They now can rest in peace
It was a phone call that gave words to a long endured pain and wait.
Perhaps that is why Saif Imam Jami called back from a different time zone, taking time out of his busy office hours.
Yet Jami, the only living member of martyr Rumi's family, did not talk about his personal contentment regarding the verdict in Ali Ahsan Mohammad Mojaheed's case that was delivered yesterday.
Like his brother martyr Shafi Imam Rumi and mother Shaheed Janani Jahanara Imam, he expressed satisfaction over the verdict because it took into account the massacre of intellectuals in 1971.
Rumi had foregone a bright career and sacrificed his life for the motherland, while his mother, unheeding of fatal cancer, continued her struggle until the last breath to bring the war criminals to book.
“I am happy about the verdict, not because it is about my brother and his co-fighters, but more importantly because he [Mojaheed] has been given death penalty for the mass killing of intellectuals,” Jami told The Daily Star over the phone from the USA.
“Their [the intellectuals'] souls need to rest in peace. No one has fought for them,” he added.
Mojaheed, convicted of murder, torture, and imprisonment of people and conspiring to kill intellectuals during the Liberation War, has been held responsible for the death of guerrilla freedom fighter Rumi.
He was found guilty on charge-5, related to the killing of Rumi, Badi Jewel, Azad and Altaf Mahmud at the army camp set up in Nakhalpara, Dhaka, during the Liberation War.

What the task asks: Carry on the news report about the verdict in Mojaheed's case, picking up right after its final sentence.

Exercise data:
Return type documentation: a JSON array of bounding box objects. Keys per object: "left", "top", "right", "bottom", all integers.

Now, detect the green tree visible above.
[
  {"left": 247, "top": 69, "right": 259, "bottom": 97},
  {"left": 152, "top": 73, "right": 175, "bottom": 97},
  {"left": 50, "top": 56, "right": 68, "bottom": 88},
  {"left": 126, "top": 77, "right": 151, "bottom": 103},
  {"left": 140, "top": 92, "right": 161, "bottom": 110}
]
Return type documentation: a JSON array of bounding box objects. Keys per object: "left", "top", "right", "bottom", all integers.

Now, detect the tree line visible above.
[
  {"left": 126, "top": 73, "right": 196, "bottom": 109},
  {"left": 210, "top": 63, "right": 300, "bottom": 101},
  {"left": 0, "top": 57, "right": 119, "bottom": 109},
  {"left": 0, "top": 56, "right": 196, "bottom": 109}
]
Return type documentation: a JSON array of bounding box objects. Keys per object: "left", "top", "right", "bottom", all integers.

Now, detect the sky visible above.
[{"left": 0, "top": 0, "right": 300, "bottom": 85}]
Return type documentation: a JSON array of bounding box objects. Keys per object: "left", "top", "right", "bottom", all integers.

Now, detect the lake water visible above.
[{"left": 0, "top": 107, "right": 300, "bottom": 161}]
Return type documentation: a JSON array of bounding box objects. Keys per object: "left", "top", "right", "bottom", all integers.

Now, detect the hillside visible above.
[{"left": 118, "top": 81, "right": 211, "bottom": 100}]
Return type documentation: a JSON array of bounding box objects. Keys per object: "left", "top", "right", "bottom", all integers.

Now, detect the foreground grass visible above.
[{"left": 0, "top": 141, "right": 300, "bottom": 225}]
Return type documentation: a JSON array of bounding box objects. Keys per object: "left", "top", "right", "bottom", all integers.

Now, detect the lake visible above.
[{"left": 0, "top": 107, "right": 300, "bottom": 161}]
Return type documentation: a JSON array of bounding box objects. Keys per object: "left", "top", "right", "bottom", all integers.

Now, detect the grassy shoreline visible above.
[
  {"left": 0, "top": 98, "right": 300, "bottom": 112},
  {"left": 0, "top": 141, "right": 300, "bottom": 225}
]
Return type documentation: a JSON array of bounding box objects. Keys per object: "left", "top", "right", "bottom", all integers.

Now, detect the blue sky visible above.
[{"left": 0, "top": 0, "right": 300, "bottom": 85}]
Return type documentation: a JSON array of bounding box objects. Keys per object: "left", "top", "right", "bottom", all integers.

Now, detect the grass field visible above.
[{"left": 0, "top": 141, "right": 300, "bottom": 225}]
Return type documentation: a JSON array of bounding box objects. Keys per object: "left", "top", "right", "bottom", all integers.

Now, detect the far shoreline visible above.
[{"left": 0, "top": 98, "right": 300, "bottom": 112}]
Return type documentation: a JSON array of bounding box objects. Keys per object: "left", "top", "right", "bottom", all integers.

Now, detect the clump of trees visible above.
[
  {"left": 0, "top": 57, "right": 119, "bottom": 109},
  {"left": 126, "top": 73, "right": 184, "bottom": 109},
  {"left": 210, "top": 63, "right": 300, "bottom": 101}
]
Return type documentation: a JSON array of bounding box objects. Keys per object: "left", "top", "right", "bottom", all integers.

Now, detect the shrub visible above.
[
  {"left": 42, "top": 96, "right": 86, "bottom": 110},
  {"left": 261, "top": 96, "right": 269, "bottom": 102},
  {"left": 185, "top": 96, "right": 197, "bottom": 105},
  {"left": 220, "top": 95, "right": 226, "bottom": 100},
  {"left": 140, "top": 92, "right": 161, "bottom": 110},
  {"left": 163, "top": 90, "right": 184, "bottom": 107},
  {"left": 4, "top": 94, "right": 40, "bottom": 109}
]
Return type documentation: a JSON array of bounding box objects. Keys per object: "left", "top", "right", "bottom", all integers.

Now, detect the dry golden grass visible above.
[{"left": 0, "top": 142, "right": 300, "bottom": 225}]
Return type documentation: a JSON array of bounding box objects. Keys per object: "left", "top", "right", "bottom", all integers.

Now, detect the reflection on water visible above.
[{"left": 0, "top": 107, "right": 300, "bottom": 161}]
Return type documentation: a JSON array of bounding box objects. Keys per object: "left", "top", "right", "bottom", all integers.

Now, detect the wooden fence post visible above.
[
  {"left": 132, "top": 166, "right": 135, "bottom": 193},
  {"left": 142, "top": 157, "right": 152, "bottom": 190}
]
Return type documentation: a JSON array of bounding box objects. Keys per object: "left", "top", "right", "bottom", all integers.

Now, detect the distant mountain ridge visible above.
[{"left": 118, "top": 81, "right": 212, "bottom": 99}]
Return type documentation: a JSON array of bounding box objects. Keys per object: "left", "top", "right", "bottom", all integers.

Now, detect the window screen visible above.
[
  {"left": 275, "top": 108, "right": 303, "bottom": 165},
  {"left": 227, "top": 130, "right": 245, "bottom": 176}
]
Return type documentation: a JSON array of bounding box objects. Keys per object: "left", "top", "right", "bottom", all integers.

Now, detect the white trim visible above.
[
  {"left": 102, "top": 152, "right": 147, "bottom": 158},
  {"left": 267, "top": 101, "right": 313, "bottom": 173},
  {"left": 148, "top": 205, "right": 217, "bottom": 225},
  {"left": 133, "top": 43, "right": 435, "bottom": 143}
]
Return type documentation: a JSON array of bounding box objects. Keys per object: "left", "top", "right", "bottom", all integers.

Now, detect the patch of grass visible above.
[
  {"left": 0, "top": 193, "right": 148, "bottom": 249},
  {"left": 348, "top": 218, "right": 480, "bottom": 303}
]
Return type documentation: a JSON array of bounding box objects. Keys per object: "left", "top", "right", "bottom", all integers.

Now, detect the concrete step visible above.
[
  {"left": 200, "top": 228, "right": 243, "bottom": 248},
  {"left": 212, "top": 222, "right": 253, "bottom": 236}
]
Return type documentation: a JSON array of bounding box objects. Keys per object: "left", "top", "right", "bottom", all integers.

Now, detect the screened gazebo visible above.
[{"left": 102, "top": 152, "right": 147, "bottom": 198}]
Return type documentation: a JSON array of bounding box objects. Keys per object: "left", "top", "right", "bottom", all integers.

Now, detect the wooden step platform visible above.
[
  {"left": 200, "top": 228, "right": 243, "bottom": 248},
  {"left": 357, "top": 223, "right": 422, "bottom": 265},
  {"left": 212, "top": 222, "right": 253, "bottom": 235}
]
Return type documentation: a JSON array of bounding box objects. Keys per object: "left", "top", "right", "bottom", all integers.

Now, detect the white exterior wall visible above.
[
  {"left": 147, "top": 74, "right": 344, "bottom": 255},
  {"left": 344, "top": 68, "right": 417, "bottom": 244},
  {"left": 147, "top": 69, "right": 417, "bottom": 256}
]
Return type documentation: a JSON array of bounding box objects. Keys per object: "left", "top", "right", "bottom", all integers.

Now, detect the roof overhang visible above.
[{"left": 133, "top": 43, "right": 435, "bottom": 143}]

Exercise output:
The Pakistan army arrested Rumi along with his father Sharif Imam and younger brother Jami at their house on Elephant Road, Dhaka, on August 29, 1971.
Rumi's father and brother were later released when they, as asked by Rumi, told the Pakistan army that they had no knowledge of the guerrilla operations carried out by Rumi and his co-fighters.
The valiant freedom fighters were confined to and tortured for information at the army camp in the old MP hostel in Nakhalpara.
On August 30, 1971, Mojaheed went there with another Jamaat-e-Islami leader, Matiur Rahman Nizami, and told an army captain that the detainees would have to be killed before the proclamation of clemency by the president.
Mojaheed's advice intensified the torture on the detainees. The bodies of the detainees could not be found even after liberation on December 16, 1971.
Taking this into account, the Tribunal in its verdict said, “by the act of being present at the army camp and behaving brutally with detained victims even in presence of army official and providing 'advice' to liquidate the victims before the President's clemency came into effect, as stated by P.W.2, inevitably formed part of attack which had substantial effect to the actual commission of the crime committed by the principals and as such he [accused] was 'concerned with the commission' of the killing alleged in charge no. 5.”
After liberation, Rumi's mother Jahanara Imam's diary that was maintained during the Liberation War was published as "Ekattorer Dinguli".
It became an important yet heart-rending documentation of our Liberation War. A copy of the book was also submitted at the International Crimes Tribunal as an exhibit.
Rumi, who later became the symbol of valiant guerrilla freedom fighters, is believed to have been executed along with the other detainees on the night of September 4, 1971.
His father Sharif Imam did not survive the burden of the physical torture inflicted upon him during his detention at the army camp. He died from a cardiac arrest on December 13, 1971.
Jahanara Imam, however, did not allow her personal loss to weaken her quest for justice when the war criminals began to return to the political scene of the country.
She rather gave rebirth to a movement demanding the trial of war criminals.
The movement began in January 1992 after Ghulam Azam, then a Pakistani citizen, was appointed Jamaat chief in December 1991.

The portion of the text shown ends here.